* [REQUIRED TASK]:
Leave out the pictures and copy everything else in the entries exactly.

* [GIVEN DATA]:
[BEGIN]

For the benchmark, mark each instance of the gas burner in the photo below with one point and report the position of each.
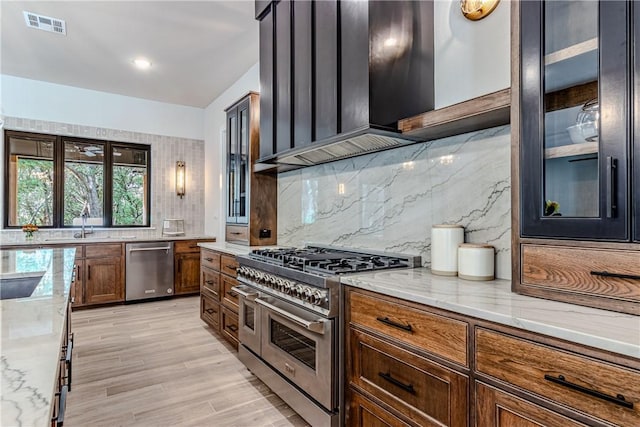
(328, 260)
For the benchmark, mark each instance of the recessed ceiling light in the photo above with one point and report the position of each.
(142, 63)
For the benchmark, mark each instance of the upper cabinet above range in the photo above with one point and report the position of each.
(336, 76)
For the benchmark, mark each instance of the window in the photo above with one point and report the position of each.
(53, 181)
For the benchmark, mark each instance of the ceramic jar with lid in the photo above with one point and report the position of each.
(476, 261)
(445, 239)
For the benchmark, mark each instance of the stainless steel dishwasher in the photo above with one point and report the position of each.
(149, 270)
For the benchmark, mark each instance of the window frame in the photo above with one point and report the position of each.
(59, 178)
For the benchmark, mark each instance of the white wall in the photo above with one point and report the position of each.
(472, 58)
(214, 150)
(38, 100)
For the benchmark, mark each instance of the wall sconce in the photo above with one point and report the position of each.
(180, 179)
(477, 9)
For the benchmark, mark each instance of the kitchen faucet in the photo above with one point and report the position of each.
(84, 215)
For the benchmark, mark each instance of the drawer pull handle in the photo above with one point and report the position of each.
(406, 387)
(618, 399)
(618, 275)
(386, 321)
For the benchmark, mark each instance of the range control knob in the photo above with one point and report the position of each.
(317, 298)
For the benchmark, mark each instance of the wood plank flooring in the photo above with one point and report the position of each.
(158, 364)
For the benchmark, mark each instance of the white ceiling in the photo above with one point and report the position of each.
(198, 48)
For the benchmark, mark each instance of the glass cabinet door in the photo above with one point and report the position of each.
(575, 117)
(243, 162)
(233, 200)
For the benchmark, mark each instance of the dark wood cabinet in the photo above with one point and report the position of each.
(329, 68)
(267, 137)
(575, 171)
(251, 197)
(103, 281)
(398, 372)
(218, 301)
(500, 409)
(186, 267)
(101, 274)
(575, 118)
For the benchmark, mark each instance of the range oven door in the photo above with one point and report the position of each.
(248, 317)
(300, 345)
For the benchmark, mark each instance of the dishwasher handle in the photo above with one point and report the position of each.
(158, 248)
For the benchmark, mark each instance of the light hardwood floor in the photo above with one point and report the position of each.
(158, 364)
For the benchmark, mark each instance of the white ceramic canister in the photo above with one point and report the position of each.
(476, 261)
(445, 239)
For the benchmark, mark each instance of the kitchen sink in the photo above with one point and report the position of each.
(19, 285)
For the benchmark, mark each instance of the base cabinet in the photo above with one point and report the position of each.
(186, 265)
(501, 409)
(218, 302)
(513, 377)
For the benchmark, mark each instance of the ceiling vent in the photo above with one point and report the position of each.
(46, 23)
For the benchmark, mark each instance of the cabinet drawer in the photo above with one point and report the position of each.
(210, 259)
(228, 265)
(210, 283)
(364, 413)
(210, 311)
(237, 233)
(500, 409)
(103, 251)
(439, 335)
(539, 368)
(229, 326)
(583, 270)
(229, 297)
(424, 391)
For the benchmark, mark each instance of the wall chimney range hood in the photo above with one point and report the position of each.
(364, 140)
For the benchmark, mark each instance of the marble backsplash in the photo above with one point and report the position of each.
(165, 151)
(389, 200)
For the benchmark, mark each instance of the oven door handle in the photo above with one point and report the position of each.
(245, 292)
(316, 326)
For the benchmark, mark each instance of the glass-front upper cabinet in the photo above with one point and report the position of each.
(238, 163)
(575, 119)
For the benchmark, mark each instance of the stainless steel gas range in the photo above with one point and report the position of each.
(289, 320)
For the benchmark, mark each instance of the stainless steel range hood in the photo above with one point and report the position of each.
(364, 140)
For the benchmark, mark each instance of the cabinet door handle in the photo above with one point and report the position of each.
(618, 399)
(611, 174)
(389, 322)
(618, 275)
(406, 387)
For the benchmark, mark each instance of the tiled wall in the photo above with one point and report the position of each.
(390, 200)
(165, 151)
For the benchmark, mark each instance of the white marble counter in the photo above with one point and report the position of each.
(231, 248)
(38, 242)
(494, 301)
(32, 330)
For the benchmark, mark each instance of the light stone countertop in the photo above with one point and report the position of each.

[END]

* [EXERCISE RESPONSE]:
For the benchmark, mark each instance of the gas burner in the photo below with one point and report the position of each.
(328, 260)
For the benchmark, mark each instance of the recessed ceiling light in the photo above with one point and report the position of each.
(142, 63)
For the benchmark, mark each instance of the upper cabinet above range in the photo above with one point and report the position of each.
(336, 76)
For the benchmark, mark each instance of the window in the photo above with one point and report the position of each.
(53, 181)
For the benchmark, mark each instance of the ceramic jar with lid in the photo above with one point and report the position of each.
(476, 261)
(445, 239)
For the benchmark, mark each instance of the stainless steel dishwasher in the photo above with one point and report the position of each.
(149, 270)
For the benchmark, mark each instance of the window frame in the photo above with one point and report the position of each.
(59, 178)
For the benchmark, mark each instance of the white wall in the photo above with one point and report the position of each.
(472, 58)
(214, 150)
(38, 100)
For the benchmark, mark each instance of the wall sconce in the photo above with one point and report the position of each.
(180, 179)
(477, 9)
For the benchmark, mark each instance of the kitchen faucet in the photo above with one point and report the position of each.
(84, 215)
For the benchmark, mark each instance of the drawer pull handle in the photo above with one point and report the position of each.
(406, 387)
(618, 399)
(618, 275)
(386, 321)
For the benchmark, mark each instance of the range control knob in the photo above with one point and report the position of each.
(317, 298)
For the benchmark, mark each instance of the wood plank flooring in the photo above with one point and report the position of each.
(158, 364)
For the benchmark, mark each instance of the white ceiling in the photo above with one point and report the position of each.
(198, 48)
For the benchmark, mark each instance of the glass cabinet door in the photo above with one point and report the position of each.
(575, 117)
(243, 162)
(233, 200)
For the benchmark, mark each instance of the dark wood cabinet in the photo above with one point and report the position of each.
(329, 68)
(267, 137)
(575, 171)
(251, 197)
(103, 281)
(398, 372)
(218, 301)
(500, 409)
(186, 267)
(101, 274)
(575, 118)
For the benchmark, mark each instance of the range oven door in the photo above with one point and report the position of each.
(248, 317)
(300, 345)
For the benchmark, mark each instance of the dishwasher handle in the photo above with one point and report the position of each.
(158, 248)
For the benchmark, mark each instance of the light hardwood floor in the photo above with one point and report the position of each.
(158, 364)
For the benchmark, mark each instance of the white ceramic canister in the photo above with one point and report the position of each.
(476, 261)
(445, 239)
For the benchmark, mark each instance of the kitchen sink in the photo above with one point and report the position of each.
(19, 285)
For the benchmark, mark each instance of the base cabinet in the photo above with one point and report the position of each.
(186, 265)
(501, 409)
(218, 302)
(513, 377)
For the benchmark, mark each instance of the ceiling vent in the photo above with one point and report the position of each.
(46, 23)
For the benchmark, mark each instance of the cabinet drawer in the photo above with one point and report the position of each.
(210, 259)
(228, 265)
(210, 283)
(364, 413)
(210, 311)
(237, 233)
(500, 409)
(103, 251)
(439, 335)
(539, 368)
(229, 326)
(583, 270)
(229, 297)
(424, 391)
For the benchmark, mark each instance of the wall chimney range hood in the photo above with one point and report the position of each.
(364, 140)
For the benchmark, mark each instance of the marble backsplash in the photo above with one point and report the position of each.
(165, 151)
(389, 200)
For the benchmark, mark each instance of the oven door handle in the photo above with one point and report the position of each.
(245, 292)
(316, 326)
For the benchmark, mark each instance of the glass-front upper cabinet in the photo above with one point and report the position of each.
(238, 163)
(575, 119)
For the benchmark, mark each instance of the stainless steel gas range in the photo above with one point and report the position of each.
(289, 320)
For the benchmark, mark each instance of the stainless steel range hood in the photo above with one point and report the position of each.
(364, 140)
For the benchmark, mark each instance of the cabinet door handle in the photo above with one point and report the position of each.
(618, 399)
(611, 174)
(389, 322)
(618, 275)
(406, 387)
For the benchmark, mark each instance of the tiled wall in the photo above with one point and report the position of each.
(390, 200)
(165, 151)
For the benchmark, mark each instance of the white marble counter in the photo above with one point and report the position of each.
(231, 248)
(38, 242)
(494, 301)
(32, 330)
For the benchmark, mark each instance of the light stone countertop in the photo above with one point and report the position of each.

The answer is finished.